** Source excerpt **
-*-
I wanted to correct : I'm talking about Newton's second law of motion and not his third, but I'm sure everybody corrected by themselves :)
 
  • #5
If we're neglecting any drag forces (which we are) then here we have *one* force acting on the object - the gravitational pull of the Earth on the object, which acts towards the centre of the Earth.

The acceleration (a=F/m) is directed towards the centre of the Earth. It can be considered as the sum of two parts... the acceleration towards the point on the Earth's moving surface directly below its release point AND its centripetal acceleration (since it was moving sideways when it was released, due to the rotation of the equator).

Take the familiar form of Newton's second law...

F = ma
gravitational force on object = m (free fall acceleration + centripetal acceleration)

Divide both sides by m...

gravitational field strength = "free fall" acceleration + centripetal acceleration

Rearrange...

"free fall" acceleration = gravitational field strength - centripetal acceleration

...which is the thing you were asking about.

=============================

At the poles this reduces to

"free fall" acceleration = gravitational field strength

since there is no need to consider centripetal acceleration about the Earth's axis at the poles since you're moving in "circles" of radius zero.

===================

The so-called "centrifugal force" is a pseudo-force: something that looks like a force because you're looking at the situation from a rotating reference frame. Its like writing F = ma and then shifting some of the acceleration from the "ma" side over to the "F" side of the equation, then treating it as if it is a force.
-*-
** Data lines **

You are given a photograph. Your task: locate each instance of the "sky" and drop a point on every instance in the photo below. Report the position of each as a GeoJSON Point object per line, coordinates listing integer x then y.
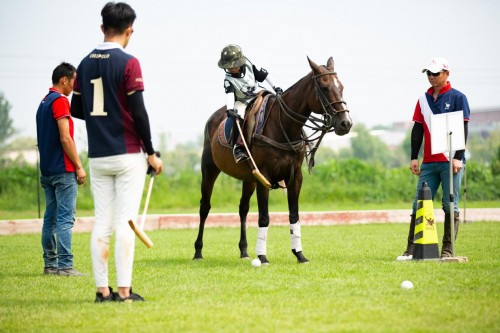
{"type": "Point", "coordinates": [379, 49]}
-*-
** Exercises **
• a. For each statement, answer yes or no on whether it agrees with the free-fall post, and quote the words from the post that decide it: (i) the post leaves drag forces out of the analysis; (ii) at the poles, centripetal acceleration still has to be subtracted from gravitational field strength; (iii) the post calls centrifugal force a pseudo-force.
• b. Output everything in the free-fall post from "Rearrange..." down to "of radius zero.", copied word for word.
The listing is separate material and has nothing to do with the free-fall post.

** Answers for the exercise **
• a.
(i) Yes: "If we're neglecting any drag forces (which we are)"
(ii) No: "there is no need to consider centripetal acceleration about the Earth's axis at the poles"
(iii) Yes: "The so-called "centrifugal force" is a pseudo-force"

• b.
Rearrange...

"free fall" acceleration = gravitational field strength - centripetal acceleration

...which is the thing you were asking about.

=============================

At the poles this reduces to

"free fall" acceleration = gravitational field strength

since there is no need to consider centripetal acceleration about the Earth's axis at the poles since you're moving in "circles" of radius zero.